**SÉRIE D'EXERCICES:**
(1) Indiquez si les affirmations (a), (b) et (c) concordent avec l'extrait sur les marchés et la biodiversité au Pérou, en répondant par oui ou par non et en citant les mots décisifs de l'extrait. (a) Le Pérou fait partie des 17 pays au monde dont la biodiversité faunistique et floristique est parmi les plus riches. (b) Les oiseaux évoqués ont été croisés dans les ruelles de Puno. (c) Le Pérou compte 507 espèces de mammifères.
(2) D'après l'extrait sur les marchés et la biodiversité au Pérou, combien d'espèces d'oiseaux le Pérou compte-t-il ?
(3) Recopiez à l'identique le passage de l'extrait sur les marchés et la biodiversité au Pérou compris entre « Le Pérou est » et « espèces de plantes3. », ces deux bornes incluses.

**EXTRAIT DU DOCUMENT:**
• • •
Installés sous des halles dans un espace clairement délimité ou bien à ciel ouvert, réinvestissant l’asphalte des grandes artères, les marchés alimentaires occupent des places physique et symbolique de premier ordre dans les villes de l’Altiplano telles que Puno. À s’y méprendre, ces marchés donnent l’image de grands bazars bruyants et désorganisés, or la disposition méticuleuse, soignée sur les étals, des mille et une variétés endémiques de maïs, de patates ou de fruits exotiques gargantuesques cultivés sur ces terres ensoleillées témoignent de la richesse du patrimoine naturel péruvien.
« Une innocence archaïque » rappelant les œuvres du Douanier Rousseau
Durant nos pérégrinations, la présence d’une faune considérée habituellement en Occident comme « sauvage » tels que les condors, les colibris, les pélicans, les perroquets pour ne citer que les espèces d’oiseaux croisés dans le dédale des ruelles de Barranco, Arequipa ou Cusco, nous a interpellé sur la place de cette biodiversité et ses relations entretenues avec l’homo urbanus.
Le Pérou est l’un des 17 pays dans le monde renfermant une biodiversité faunistique et floristique les plus riches avec pas moins de 1 831 espèces d’oiseaux, 507 espèces de mammifères, 415 espèces d’amphibiens, 400 espèces de reptiles, 855 espèces de poissons continentales et 19 mille espèces de plantes3.
• • •
**Entrées de la collection:**

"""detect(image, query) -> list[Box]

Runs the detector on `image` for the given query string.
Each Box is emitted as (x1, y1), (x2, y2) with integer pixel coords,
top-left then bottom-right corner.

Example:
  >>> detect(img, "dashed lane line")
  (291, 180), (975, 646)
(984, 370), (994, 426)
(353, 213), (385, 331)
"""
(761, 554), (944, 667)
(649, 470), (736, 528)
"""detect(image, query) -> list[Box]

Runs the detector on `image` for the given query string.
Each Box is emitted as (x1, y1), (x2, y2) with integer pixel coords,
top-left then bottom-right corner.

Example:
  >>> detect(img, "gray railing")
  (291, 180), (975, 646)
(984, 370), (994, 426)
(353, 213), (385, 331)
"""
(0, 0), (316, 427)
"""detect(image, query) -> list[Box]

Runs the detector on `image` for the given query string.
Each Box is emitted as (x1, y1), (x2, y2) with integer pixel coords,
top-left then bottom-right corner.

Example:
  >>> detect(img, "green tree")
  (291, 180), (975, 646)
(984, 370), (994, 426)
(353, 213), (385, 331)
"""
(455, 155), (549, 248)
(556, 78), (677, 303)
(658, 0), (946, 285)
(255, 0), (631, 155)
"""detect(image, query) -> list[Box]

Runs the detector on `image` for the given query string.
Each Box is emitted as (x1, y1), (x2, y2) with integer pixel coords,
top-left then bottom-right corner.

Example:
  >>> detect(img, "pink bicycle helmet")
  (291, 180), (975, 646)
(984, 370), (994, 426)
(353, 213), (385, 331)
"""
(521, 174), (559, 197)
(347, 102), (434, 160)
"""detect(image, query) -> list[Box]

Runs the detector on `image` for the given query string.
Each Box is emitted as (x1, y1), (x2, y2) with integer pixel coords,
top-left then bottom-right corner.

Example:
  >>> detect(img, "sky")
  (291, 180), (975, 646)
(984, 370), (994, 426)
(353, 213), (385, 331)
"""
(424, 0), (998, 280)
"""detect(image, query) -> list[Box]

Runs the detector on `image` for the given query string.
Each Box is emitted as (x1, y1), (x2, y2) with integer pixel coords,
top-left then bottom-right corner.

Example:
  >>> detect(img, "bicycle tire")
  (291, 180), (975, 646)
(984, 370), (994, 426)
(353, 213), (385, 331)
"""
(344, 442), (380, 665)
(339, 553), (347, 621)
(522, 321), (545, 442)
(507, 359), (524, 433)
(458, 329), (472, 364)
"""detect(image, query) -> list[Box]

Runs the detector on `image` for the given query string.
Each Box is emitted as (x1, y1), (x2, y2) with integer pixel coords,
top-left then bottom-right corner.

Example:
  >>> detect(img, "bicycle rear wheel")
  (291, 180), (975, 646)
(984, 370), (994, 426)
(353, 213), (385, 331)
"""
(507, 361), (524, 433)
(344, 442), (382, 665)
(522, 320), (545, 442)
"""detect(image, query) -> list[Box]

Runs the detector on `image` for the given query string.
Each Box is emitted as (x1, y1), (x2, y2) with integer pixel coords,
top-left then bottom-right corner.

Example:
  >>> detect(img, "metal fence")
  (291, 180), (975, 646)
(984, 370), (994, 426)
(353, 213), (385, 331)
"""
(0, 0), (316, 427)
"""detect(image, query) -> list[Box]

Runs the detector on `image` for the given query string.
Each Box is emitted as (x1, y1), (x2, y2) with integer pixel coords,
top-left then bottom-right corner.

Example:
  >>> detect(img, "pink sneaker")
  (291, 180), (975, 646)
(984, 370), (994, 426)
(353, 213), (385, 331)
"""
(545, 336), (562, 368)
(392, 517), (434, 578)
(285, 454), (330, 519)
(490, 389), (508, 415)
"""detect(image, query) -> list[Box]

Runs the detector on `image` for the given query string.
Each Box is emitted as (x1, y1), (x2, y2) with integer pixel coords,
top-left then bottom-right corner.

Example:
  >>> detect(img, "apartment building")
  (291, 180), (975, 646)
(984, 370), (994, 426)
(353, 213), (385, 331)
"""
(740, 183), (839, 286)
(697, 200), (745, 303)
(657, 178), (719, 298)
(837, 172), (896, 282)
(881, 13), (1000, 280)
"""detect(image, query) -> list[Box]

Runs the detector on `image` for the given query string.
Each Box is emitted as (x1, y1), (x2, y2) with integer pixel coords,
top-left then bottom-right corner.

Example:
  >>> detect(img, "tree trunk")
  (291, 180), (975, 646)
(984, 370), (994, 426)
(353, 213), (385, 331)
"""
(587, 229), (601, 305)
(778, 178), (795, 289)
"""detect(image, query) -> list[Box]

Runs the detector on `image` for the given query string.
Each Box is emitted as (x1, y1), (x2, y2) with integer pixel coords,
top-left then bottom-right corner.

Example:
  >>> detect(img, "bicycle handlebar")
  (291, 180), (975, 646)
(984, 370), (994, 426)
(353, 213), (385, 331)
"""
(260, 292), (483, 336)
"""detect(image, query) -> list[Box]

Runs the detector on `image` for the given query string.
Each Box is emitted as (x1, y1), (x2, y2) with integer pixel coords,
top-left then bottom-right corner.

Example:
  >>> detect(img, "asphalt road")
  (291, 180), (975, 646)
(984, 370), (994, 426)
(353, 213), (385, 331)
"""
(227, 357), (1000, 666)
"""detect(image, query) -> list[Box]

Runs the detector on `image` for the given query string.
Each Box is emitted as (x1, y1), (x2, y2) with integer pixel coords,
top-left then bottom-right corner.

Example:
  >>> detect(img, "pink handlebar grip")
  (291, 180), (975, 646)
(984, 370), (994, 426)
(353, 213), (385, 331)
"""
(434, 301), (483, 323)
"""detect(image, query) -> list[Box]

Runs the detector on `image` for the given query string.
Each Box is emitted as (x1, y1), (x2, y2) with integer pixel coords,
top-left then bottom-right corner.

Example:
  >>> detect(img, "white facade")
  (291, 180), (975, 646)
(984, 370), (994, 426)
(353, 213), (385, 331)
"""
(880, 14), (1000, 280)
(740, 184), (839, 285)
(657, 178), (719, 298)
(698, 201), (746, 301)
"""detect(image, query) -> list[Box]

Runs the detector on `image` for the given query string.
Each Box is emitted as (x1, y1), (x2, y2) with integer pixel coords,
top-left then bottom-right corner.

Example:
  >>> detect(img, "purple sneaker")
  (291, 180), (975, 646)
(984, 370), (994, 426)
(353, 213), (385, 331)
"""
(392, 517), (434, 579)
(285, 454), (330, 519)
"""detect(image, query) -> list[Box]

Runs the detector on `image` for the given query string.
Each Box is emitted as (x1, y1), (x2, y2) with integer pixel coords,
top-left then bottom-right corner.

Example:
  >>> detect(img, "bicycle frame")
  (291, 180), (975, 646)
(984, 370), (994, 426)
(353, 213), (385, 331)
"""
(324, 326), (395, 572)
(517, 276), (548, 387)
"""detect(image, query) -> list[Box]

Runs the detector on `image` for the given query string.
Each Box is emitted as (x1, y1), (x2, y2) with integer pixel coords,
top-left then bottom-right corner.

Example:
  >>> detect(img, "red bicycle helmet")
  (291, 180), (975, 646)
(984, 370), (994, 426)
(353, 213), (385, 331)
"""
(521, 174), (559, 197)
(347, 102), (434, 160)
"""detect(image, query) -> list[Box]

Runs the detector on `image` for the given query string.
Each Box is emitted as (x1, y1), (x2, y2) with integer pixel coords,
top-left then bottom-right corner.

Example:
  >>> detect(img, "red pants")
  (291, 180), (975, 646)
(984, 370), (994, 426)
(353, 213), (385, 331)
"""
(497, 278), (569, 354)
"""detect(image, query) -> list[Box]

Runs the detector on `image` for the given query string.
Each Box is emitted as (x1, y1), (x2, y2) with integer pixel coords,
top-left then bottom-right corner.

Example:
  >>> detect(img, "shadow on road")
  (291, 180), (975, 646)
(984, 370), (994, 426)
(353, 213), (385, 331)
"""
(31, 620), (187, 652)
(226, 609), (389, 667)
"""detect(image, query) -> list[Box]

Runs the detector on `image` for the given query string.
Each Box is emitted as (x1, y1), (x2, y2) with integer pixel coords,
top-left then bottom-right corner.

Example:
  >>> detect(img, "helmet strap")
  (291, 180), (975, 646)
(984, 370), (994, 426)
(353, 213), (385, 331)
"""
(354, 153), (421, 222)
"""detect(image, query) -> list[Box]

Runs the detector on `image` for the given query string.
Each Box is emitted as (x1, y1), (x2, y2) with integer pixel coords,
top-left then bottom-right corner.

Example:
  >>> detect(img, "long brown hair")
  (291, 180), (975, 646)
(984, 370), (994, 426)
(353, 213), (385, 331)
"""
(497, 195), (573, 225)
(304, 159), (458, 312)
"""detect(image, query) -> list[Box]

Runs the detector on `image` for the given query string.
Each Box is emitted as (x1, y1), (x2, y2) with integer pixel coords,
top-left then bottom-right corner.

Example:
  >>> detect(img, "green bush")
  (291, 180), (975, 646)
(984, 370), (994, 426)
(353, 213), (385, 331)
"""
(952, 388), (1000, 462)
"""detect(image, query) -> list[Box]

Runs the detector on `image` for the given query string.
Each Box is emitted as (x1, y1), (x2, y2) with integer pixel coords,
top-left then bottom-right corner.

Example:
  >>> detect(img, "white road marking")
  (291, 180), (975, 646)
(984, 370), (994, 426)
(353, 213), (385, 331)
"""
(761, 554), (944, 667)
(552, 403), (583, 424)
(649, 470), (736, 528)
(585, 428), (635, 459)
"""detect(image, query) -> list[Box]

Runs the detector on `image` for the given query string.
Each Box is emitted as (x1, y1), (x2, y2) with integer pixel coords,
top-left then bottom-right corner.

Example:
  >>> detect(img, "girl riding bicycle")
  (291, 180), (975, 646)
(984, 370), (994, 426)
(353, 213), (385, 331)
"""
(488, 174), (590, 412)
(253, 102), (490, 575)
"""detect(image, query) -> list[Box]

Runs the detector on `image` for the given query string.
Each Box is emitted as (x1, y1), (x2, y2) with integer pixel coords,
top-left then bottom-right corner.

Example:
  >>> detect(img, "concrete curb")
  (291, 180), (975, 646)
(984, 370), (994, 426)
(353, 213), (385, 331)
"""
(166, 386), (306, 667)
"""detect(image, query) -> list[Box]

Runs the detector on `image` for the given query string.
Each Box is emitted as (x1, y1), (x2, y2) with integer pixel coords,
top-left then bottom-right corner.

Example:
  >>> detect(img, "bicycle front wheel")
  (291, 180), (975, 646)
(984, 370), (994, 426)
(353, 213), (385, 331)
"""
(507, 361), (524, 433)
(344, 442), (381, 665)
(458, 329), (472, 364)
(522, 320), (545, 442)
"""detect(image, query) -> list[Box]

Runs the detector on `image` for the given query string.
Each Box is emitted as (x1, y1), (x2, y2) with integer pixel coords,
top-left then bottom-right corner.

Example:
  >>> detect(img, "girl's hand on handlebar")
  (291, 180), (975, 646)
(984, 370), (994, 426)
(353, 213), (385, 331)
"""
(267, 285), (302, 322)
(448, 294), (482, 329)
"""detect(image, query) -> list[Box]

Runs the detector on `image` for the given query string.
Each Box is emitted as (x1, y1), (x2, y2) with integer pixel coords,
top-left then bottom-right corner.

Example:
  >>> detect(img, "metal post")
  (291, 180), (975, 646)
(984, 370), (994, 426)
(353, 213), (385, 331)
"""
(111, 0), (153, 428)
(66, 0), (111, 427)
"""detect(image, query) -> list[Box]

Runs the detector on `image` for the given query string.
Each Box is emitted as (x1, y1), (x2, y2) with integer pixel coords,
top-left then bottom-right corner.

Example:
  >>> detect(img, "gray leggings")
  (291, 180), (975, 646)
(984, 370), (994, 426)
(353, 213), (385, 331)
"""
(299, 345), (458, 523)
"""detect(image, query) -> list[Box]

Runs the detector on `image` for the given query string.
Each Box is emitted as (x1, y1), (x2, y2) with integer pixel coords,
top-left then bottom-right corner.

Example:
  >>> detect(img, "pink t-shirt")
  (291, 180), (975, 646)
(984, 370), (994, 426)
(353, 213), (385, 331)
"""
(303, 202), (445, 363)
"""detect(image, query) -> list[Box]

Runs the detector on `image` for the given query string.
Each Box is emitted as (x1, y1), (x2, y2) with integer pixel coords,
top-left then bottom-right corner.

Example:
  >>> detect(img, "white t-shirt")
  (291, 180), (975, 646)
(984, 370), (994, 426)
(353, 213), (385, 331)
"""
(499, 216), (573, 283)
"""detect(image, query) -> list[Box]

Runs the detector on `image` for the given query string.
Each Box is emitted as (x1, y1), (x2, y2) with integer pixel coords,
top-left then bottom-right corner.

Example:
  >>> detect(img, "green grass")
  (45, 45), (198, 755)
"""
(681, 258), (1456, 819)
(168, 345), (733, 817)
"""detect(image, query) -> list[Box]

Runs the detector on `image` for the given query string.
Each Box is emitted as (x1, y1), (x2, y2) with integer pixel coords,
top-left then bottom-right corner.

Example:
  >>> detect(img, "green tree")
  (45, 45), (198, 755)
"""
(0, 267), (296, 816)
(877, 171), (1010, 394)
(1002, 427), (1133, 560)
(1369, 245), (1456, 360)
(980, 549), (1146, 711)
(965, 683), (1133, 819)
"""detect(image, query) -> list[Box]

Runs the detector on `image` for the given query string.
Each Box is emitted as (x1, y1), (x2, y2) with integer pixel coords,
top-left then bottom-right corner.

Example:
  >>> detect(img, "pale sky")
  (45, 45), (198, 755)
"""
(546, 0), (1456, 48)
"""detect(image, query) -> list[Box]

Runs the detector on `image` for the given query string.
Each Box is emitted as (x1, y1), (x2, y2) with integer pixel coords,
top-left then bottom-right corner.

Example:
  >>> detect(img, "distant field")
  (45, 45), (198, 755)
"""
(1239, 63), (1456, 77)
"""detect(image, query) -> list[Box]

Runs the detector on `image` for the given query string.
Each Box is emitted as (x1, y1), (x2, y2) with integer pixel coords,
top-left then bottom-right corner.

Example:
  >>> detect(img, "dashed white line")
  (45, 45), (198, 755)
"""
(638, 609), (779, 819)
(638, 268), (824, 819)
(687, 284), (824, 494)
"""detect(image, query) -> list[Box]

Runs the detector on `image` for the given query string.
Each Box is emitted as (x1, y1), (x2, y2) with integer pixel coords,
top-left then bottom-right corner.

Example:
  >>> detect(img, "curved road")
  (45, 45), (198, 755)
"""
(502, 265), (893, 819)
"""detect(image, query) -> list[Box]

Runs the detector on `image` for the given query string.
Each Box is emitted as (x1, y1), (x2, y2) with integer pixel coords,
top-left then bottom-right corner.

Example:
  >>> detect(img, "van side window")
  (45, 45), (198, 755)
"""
• • •
**CORRIGÉ DES EXERCICES:**
(1)
(a) Oui : « Le Pérou est l’un des 17 pays dans le monde renfermant une biodiversité faunistique et floristique les plus riches ».
(b) Non : « croisés dans le dédale des ruelles de Barranco, Arequipa ou Cusco ».
(c) Oui : « 507 espèces de mammifères ».

(2) Pas moins de 1 831 espèces d'oiseaux.

(3)
Le Pérou est l’un des 17 pays dans le monde renfermant une biodiversité faunistique et floristique les plus riches avec pas moins de 1 831 espèces d’oiseaux, 507 espèces de mammifères, 415 espèces d’amphibiens, 400 espèces de reptiles, 855 espèces de poissons continentales et 19 mille espèces de plantes3.